(Objetivo) Disponga todas las líneas de los registros siguientes en forma de lista numerada y omita las líneas en blanco.

(Datos proporcionados)
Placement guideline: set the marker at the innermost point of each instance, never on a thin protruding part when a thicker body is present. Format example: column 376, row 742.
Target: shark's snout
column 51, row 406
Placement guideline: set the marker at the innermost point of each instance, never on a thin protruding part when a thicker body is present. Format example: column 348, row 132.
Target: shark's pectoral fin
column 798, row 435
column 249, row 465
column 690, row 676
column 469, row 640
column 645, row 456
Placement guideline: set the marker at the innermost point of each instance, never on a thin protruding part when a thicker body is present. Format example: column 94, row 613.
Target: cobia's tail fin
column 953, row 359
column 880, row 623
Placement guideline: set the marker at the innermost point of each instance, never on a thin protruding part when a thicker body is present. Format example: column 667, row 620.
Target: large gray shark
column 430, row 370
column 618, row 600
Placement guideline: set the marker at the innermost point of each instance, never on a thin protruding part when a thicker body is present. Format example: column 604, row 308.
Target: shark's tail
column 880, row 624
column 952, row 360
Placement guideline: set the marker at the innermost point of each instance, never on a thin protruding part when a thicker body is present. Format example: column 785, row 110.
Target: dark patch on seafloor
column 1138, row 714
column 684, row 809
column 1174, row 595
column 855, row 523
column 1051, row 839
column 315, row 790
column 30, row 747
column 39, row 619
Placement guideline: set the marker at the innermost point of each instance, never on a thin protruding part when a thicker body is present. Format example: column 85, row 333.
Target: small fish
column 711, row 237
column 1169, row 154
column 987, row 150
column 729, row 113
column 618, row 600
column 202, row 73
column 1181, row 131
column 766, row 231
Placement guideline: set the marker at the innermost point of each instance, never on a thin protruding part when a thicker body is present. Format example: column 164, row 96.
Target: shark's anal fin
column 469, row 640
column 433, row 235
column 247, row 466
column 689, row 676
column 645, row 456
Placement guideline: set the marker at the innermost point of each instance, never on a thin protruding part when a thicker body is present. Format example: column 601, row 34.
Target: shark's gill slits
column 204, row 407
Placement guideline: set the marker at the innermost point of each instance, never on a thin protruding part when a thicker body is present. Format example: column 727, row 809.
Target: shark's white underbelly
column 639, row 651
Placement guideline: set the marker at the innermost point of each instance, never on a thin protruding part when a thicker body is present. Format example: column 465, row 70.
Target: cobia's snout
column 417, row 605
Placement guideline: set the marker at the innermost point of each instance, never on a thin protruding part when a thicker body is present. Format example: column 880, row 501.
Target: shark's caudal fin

(Solución del ejercicio)
1. Placement guideline: set the marker at the innermost point of each instance, never on a thin protruding part when a thicker body is present. Format example: column 376, row 742.
2. Target: shark's snout
3. column 51, row 406
4. Placement guideline: set the marker at the innermost point of each instance, never on a thin protruding part when a thicker body is present. Format example: column 348, row 132.
5. Target: shark's pectoral fin
6. column 798, row 435
7. column 249, row 465
8. column 690, row 676
9. column 469, row 640
10. column 645, row 456
11. Placement guideline: set the marker at the innermost point of each instance, never on a thin protruding part when a thicker body is present. Format example: column 94, row 613.
12. Target: cobia's tail fin
13. column 953, row 359
14. column 880, row 623
15. Placement guideline: set the marker at the innermost point of each instance, never on a thin protruding part when a thicker body is present. Format example: column 667, row 620.
16. Target: large gray shark
17. column 430, row 370
18. column 618, row 600
19. Placement guideline: set the marker at the innermost point of each instance, never on a thin protruding part when a thicker body is present. Format example: column 604, row 308.
20. Target: shark's tail
21. column 880, row 624
22. column 952, row 360
23. Placement guideline: set the marker at the innermost point of each instance, never on a thin protruding part when a thicker body is present. Format example: column 785, row 110.
24. Target: dark patch on seafloor
25. column 1138, row 714
26. column 684, row 809
27. column 1174, row 595
28. column 855, row 523
29. column 1051, row 839
30. column 315, row 790
31. column 30, row 747
32. column 39, row 619
33. Placement guideline: set the marker at the innermost point of each instance, never on a thin protruding part when a thicker body is present. Format example: column 85, row 333.
34. Target: small fish
35. column 711, row 237
36. column 1169, row 154
37. column 987, row 150
38. column 729, row 113
39. column 618, row 600
40. column 202, row 73
41. column 1181, row 131
42. column 766, row 231
43. Placement guideline: set the marker at the innermost point of each instance, never on a thin protruding part when a thicker body is present. Format example: column 164, row 96.
44. Target: shark's anal fin
45. column 469, row 640
46. column 433, row 235
47. column 247, row 466
48. column 689, row 676
49. column 645, row 456
50. Placement guideline: set the marker at the innermost point of each instance, never on a thin protruding part when a thicker body is present. Format example: column 601, row 34.
51. Target: shark's gill slits
52. column 204, row 407
53. Placement guideline: set the marker at the innermost point of each instance, never on a thin protruding part when a thicker body is present. Format example: column 727, row 809.
54. Target: shark's white underbelly
55. column 639, row 651
56. Placement guideline: set the marker at the innermost point of each instance, never on a thin protruding part when a thicker body is present. Format example: column 465, row 70.
57. Target: cobia's snout
58. column 417, row 605
59. Placement guideline: set the marker at the innermost point of each instance, never on a thin protruding part when a thicker body is present. Format example: column 880, row 501.
60. Target: shark's caudal fin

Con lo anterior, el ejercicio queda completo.